Suffice it to say, his words met with an underwhelmed response from the home dressing room. Ben Scott, Worcestershire's wicket-keeper, subsequently referred to it as "a 70 all out wicket." As he put it: "you wouldn't expect that here, would you?"
The biggest shame of the pitch problem is that it will detract attention from an excellent debut from Chris Metters. Metters, a 20-year-old left-arm spinner who came to attention through his fine performances in Minor Counties cricket with Devon, finished the day with five for 65 and could yet add to his haul. It's the first time a Warwickshire player has taken a five-wicket haul in the championship on their first-class debut since Jack Marshall did so, also against Worcestershire, in 1946. No-one else managed the feat in the 20th century.
Few, if any, of Metter's wickets owed much to the pitch. Bowling from the City End, by far the less helpful end in this match, he was instead rewarded for his accuracy, his variation and some gentle turn. Like his director of cricket, Ashley Giles, Metters is a former seamer turned spinner and the pace with which he bowls and the aggression he shows suggest there's no reason why he shouldn't enjoy a long career in the game.
It would be disingenuous to deny that he was also fortunate to run into a Worcestershire side who bat, at times, with a reckless abandon that makes their position at the foot of the Championship table quite unsurprising.
There is something glorious about some of the Worcestershire batting. But it's glorious in the sense of Butch Cassidy and the Sundance Kid. And we all know how that ended.
Alexei Kervezee, for example, was very badly missed by Boyd Rankin on the square leg boundary before he had scored, but continued to flail away as if involved in a demanding run chase and finally fell after missing a sweep. Damien Wright slogged a full toss down the throat of deep mid-wicket, while Moeen Ali ruined his two-hours of defiance, by turning an innocuous delivery straight into the hands of leg slip. Jack Shantry, bizarrely trying to take the attack to the bowler, perished to a return catch to the last ball of the day as he tried to hit over the top, while Vikram Solanki edged to first slip as he attempted a highly ambitious back foot drive. It was not impressive batting.
Only Matt Pardoe impressed. The 20-year-old, pressed into service as an opener, left the ball with discipline but drove with real style as he recorded his third half-century in just his fifth Championship appearance. His colleagues could learn much from his straight bat and patient approach.
Pardoe prodded a return catch to Metters, however, as Worcestershire squandered a decent platform and lost eight for 113. It all means that they will resume on the third day requiring five more runs to avoid the possibility of the follow-on. With two days to play, however, and Warwickshire not overly keen on batting last, it might well not be enforced anyway.

Dataset items:
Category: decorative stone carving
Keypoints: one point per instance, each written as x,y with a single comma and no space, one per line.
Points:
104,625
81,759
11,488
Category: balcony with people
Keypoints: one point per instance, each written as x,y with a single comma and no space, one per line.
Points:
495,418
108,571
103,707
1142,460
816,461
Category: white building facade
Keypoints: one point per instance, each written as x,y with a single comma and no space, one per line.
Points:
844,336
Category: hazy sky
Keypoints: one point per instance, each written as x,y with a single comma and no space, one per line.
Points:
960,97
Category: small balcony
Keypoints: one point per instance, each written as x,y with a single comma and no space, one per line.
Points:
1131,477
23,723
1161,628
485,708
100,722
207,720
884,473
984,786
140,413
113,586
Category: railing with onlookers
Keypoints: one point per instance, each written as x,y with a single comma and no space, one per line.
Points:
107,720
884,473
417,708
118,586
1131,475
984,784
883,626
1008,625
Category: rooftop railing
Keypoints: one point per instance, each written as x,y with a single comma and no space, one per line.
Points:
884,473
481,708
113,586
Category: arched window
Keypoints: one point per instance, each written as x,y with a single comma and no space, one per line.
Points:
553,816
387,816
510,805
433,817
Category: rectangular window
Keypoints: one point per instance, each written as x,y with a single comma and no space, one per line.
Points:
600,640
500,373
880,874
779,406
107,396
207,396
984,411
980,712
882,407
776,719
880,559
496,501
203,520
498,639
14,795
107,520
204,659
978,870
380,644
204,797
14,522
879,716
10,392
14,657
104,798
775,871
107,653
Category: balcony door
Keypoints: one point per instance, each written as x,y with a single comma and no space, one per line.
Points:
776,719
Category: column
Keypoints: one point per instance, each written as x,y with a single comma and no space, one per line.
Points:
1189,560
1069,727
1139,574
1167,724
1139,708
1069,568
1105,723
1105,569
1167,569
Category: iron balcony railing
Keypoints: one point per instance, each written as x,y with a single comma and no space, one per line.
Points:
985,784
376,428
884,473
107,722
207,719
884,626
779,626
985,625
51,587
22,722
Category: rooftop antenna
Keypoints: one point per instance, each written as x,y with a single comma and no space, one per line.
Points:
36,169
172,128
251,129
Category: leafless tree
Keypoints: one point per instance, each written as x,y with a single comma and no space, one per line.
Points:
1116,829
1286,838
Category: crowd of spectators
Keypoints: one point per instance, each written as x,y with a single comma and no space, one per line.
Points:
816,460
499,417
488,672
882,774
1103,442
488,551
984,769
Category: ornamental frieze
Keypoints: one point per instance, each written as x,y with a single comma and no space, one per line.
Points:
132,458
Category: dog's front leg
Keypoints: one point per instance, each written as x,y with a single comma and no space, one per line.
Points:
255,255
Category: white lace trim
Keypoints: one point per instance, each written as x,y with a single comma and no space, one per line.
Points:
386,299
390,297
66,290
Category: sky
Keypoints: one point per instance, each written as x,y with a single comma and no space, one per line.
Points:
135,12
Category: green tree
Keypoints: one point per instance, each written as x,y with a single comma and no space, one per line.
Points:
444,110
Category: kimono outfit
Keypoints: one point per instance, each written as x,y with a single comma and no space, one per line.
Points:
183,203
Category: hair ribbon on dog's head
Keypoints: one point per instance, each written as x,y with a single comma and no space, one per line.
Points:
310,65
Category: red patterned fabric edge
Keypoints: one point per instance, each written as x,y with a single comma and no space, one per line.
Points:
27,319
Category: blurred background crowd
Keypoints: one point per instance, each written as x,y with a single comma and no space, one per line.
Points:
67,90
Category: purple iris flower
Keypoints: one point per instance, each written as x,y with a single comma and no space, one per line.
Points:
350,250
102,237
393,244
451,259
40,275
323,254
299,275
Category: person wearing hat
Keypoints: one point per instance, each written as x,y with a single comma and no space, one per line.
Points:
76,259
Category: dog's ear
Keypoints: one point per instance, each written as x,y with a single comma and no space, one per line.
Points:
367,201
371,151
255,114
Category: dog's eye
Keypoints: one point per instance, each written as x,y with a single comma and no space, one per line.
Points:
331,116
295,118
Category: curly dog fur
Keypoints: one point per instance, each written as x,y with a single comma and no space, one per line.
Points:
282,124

• _REQUIRED WORK_
A. In the match report, what figures did Chris Metters finish the day with?
B. Repeat the part of the match report that starts at the words "Alexei Kervezee, for" and ends after the words "not impressive batting.".
C. Rewrite the paragraph of the match report beginning "The biggest shame of the pitch problem" as a short list of its main facts.
The records are not needed for any of this work.

• _EXPECTED RESULTS_
A. Five for 65.

B.
Alexei Kervezee, for example, was very badly missed by Boyd Rankin on the square leg boundary before he had scored, but continued to flail away as if involved in a demanding run chase and finally fell after missing a sweep. Damien Wright slogged a full toss down the throat of deep mid-wicket, while Moeen Ali ruined his two-hours of defiance, by turning an innocuous delivery straight into the hands of leg slip. Jack Shantry, bizarrely trying to take the attack to the bowler, perished to a return catch to the last ball of the day as he tried to hit over the top, while Vikram Solanki edged to first slip as he attempted a highly ambitious back foot drive. It was not impressive batting.

C.
- The pitch problem may draw attention away from an excellent debut by Chris Metters.
- Metters is a 20-year-old left-arm spinner who came to notice through fine performances in Minor Counties cricket with Devon.
- He finished the day with five for 65 and could yet add to his haul.
- He is the first Warwickshire player since Jack Marshall in 1946, also against Worcestershire, to take a five-wicket haul in the championship on first-class debut.
- No one else managed the feat in the 20th century.